There is one span to output from the data below: the lines starting at the line with "Target: tire" and ending at the line with "Target: yellow excavator". Output it exactly, ends included, nothing more.

(Records from a data source)
---

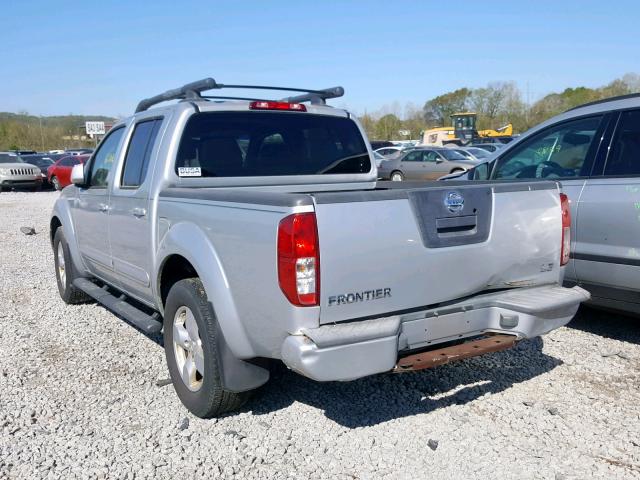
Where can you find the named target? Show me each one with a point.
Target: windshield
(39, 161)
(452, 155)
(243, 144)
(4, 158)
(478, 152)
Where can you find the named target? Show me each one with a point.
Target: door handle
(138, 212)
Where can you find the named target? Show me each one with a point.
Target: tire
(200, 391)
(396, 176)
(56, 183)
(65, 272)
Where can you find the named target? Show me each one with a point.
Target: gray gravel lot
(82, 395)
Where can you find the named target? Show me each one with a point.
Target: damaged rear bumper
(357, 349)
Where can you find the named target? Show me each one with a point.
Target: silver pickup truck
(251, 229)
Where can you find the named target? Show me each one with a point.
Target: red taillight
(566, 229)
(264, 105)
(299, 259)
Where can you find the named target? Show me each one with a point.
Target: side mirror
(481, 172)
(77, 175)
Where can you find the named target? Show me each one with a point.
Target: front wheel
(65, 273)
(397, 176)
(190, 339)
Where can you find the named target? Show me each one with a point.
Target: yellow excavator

---

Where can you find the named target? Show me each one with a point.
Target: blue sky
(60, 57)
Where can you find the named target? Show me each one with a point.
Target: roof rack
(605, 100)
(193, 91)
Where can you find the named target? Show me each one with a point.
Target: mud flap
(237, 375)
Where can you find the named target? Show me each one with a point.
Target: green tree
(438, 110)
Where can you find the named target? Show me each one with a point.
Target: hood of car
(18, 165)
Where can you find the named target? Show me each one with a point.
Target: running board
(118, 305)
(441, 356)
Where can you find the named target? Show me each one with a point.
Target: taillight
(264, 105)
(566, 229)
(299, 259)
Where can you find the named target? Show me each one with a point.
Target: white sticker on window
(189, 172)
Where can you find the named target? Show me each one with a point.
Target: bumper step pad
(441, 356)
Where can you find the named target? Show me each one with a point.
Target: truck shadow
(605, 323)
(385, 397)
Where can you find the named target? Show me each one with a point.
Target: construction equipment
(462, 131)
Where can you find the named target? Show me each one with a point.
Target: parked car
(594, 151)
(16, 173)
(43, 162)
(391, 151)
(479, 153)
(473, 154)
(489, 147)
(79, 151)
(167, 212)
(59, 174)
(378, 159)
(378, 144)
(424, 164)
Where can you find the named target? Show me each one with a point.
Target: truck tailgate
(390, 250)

---

→ SOLUTION:
Target: tire
(200, 391)
(396, 176)
(56, 183)
(65, 272)
Where can you find the named target? Show me each one with a point.
Target: gray gravel lot
(82, 395)
Where can you find the named target? Show me each one with a point.
Target: damaged rear bumper
(357, 349)
Where can you find the named target? Show me each one with a point.
Target: silver pickup truck
(251, 229)
Where can you find the named target? Show me each one with a point.
Target: red taillight
(566, 229)
(264, 105)
(299, 259)
Where can you find the named target? Show me each one with a point.
Target: side mirror
(481, 172)
(77, 175)
Where can you find the named target? Show me each one with a point.
Target: front wheel
(65, 273)
(397, 176)
(190, 339)
Where can you find the named target? Show me each one with a point.
Target: yellow excavator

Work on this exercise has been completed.